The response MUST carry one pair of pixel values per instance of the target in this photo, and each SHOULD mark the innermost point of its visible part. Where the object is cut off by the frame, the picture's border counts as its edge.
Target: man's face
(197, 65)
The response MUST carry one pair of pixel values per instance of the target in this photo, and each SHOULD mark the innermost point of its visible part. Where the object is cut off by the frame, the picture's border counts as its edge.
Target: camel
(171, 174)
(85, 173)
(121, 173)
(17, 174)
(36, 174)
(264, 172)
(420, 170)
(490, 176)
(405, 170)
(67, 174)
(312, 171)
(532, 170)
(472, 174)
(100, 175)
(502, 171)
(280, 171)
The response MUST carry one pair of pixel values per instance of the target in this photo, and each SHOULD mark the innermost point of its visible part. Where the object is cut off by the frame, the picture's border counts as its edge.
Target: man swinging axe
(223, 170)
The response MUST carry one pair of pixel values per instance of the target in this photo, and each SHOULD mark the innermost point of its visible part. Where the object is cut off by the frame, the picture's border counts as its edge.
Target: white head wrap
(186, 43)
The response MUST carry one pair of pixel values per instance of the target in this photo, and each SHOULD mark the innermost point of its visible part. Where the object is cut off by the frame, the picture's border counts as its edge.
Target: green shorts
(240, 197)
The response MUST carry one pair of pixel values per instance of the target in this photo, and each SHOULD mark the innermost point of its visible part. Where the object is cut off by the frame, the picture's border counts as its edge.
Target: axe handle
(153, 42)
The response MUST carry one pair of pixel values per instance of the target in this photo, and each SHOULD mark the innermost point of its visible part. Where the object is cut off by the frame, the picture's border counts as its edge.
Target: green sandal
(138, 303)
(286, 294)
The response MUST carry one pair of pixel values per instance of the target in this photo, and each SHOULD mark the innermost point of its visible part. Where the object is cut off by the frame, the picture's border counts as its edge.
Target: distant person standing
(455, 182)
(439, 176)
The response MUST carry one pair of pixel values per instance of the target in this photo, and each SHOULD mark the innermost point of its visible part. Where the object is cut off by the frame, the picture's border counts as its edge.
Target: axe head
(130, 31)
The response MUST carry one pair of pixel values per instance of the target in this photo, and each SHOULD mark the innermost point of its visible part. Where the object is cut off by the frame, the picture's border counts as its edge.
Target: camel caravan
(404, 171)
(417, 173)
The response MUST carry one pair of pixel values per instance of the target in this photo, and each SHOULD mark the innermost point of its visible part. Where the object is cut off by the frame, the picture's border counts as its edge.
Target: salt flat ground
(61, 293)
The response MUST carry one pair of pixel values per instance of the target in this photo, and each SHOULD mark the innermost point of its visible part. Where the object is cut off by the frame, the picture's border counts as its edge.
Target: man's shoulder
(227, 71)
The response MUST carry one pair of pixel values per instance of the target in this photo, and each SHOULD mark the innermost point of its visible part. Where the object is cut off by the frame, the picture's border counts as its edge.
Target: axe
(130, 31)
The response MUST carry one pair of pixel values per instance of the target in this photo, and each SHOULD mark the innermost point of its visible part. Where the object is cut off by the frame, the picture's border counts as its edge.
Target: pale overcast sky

==================================================

(What is expected):
Every record above needs to be repeated word for word.

(Written reply):
The response MUST carry one pair of pixel values per instance of the target in this photo, and each SHOULD mark the innermost point of its visible part. Where the object is cut off by the frame, the picture's border counts as its edge.
Target: man's face
(197, 65)
The response MUST carry one pair of pixel values per instance of the target in this photo, and each SHOULD mark the innermost point of its visible part. Where the object is cut off by the frame, the picture's border counts as its edge.
Target: camel
(171, 174)
(85, 173)
(121, 173)
(17, 174)
(36, 174)
(264, 172)
(420, 170)
(490, 176)
(405, 170)
(67, 174)
(312, 171)
(532, 170)
(472, 174)
(100, 175)
(502, 171)
(280, 171)
The response MUST carry one pair of pixel values per instance of the target in this photo, and each SHOULD mark the innermost point of its visible part. Where the object is cut off by the frame, the picture's border counts as its edge.
Target: man swinging axe
(223, 170)
The response MUST carry one pair of pixel values per instance of the target in this photo, and each SHOULD mark the innermost point of its visible part. Where the object is cut off by the frame, the picture's border counts as its edge.
Target: white head wrap
(186, 43)
The response MUST carry one pair of pixel values per instance of the target in this photo, and each SHOULD mark the innermost point of its visible part. Where the object is cut off by the frame, the picture's border counts as its edge.
Target: green shorts
(240, 197)
The response MUST carry one pair of pixel values per instance of the target in this photo, and each SHOULD mark the innermost point of its visible part. Where the object is cut off by the frame, the picture's border counts as its edge.
Target: axe handle
(153, 42)
The response MUST carry one pair of pixel values per instance of the target in this photo, and each SHOULD mark the innermost point of its visible part. Where the object is cut off by the frame, the picture's border counts as its edge.
Target: green sandal
(138, 303)
(286, 294)
The response MUST carry one pair of pixel values per instance of the target in this photo, and each SHOULD mark the innermost point of its visible part. Where the object is cut off by the frame, the picture's border counts as its edge.
Target: distant person standing
(455, 182)
(439, 176)
The response MUST carry one pair of pixel values per instance of the target in this photo, and each SHOULD mark the innermost point of its visible part. Where the object is cut off by the frame, the picture's border counts as its edge.
Target: axe head
(130, 31)
The response MUST carry one pair of pixel values per instance of the target in this photo, and each SHOULD mark the innermost point of its visible part. Where the object is cut off by the frame, the picture's border counts as its edge.
Target: camel caravan
(404, 171)
(417, 173)
The response MUST carry one pair of pixel values per instance of the target in this photo, and each SHOULD mark the innermost point of its visible part. Where the object is cut off by the frame, the picture's border counts as its edge.
Target: salt flat ground
(61, 293)
The response MUST carry one pair of pixel values per instance of the target in this photo, and each SHOULD mark the innermost point of its visible part. Where the object is cut off by the frame, the picture's border counts as its edge.
Target: man's shoulder
(227, 71)
The response MUST carry one pair of pixel values per instance of the target in this photo, and each SHOULD mark the innermost point of its visible part. Where the object is cut off by the frame, the picture's border counts as its edge.
Target: axe
(130, 31)
The response MUST carry one pair of pixel values per instance of the target in this photo, and each SHOULD mark the innermost point of its visible part. Where the object is cut off by the frame, the picture's border counts as its edge.
Target: pale overcast sky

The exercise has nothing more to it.